-- Problem requirements --
Can you pull out every line of the material below word for word, leaving the pictures out?

-- Dataset rows on where objects appear --
**********
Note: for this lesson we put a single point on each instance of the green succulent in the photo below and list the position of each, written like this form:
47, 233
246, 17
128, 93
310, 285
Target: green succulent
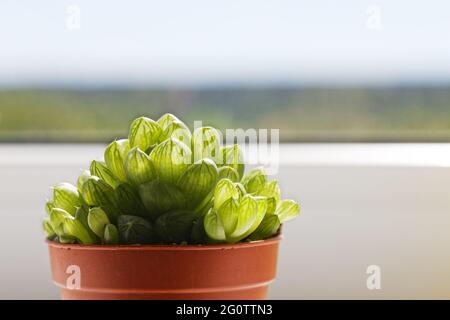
167, 185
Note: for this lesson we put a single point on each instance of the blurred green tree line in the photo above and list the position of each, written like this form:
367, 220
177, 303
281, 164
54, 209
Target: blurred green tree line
301, 114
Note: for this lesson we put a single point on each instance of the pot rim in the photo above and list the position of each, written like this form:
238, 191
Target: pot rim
165, 247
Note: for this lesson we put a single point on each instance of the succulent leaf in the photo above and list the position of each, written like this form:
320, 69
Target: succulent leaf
198, 180
206, 143
230, 173
134, 230
225, 189
232, 156
213, 226
115, 155
268, 227
287, 210
138, 167
171, 158
100, 170
159, 197
111, 235
144, 133
97, 220
175, 226
65, 196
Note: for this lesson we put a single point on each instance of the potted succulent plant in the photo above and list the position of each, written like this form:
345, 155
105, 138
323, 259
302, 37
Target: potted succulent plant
168, 214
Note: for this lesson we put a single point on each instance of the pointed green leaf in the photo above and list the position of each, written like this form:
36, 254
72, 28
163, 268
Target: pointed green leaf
**********
-- Task answer --
Note: for this lesson we put a single point on each instance of the green succulent in the photo below and list the position of each, written like this form:
47, 233
246, 17
128, 93
310, 285
Target: green succulent
167, 185
Note: for this lesson we put a single point on each instance of the blurred green tree line in the photo above and list the position of each, written like this form:
367, 220
177, 303
281, 164
54, 209
Target: blurred green tree line
301, 114
Note: for this lesson we put a single point on each instance of the pot rim in the photo above and list the position of each, written like this form:
238, 191
Target: pot rim
165, 247
Note: for this lesson we put a single point on each instance of the succulent leaf in the photo above and list the position of each, written like this form:
320, 69
Target: succulent leaf
198, 180
206, 143
230, 173
134, 230
225, 189
232, 156
213, 226
115, 155
268, 227
287, 210
138, 167
171, 158
100, 170
159, 197
111, 235
144, 133
97, 220
175, 226
65, 196
Note: for this lesson we put a single point on each instance of the potted succulent plant in the photo above and list the position of each, written like this form:
345, 155
105, 138
323, 259
302, 37
Target: potted succulent plant
168, 214
Note: for this lesson we put a single point on each instance of the pointed green leaf in the photo above and list the position of each, written like this form:
36, 254
72, 28
163, 268
Target: pointed green leaf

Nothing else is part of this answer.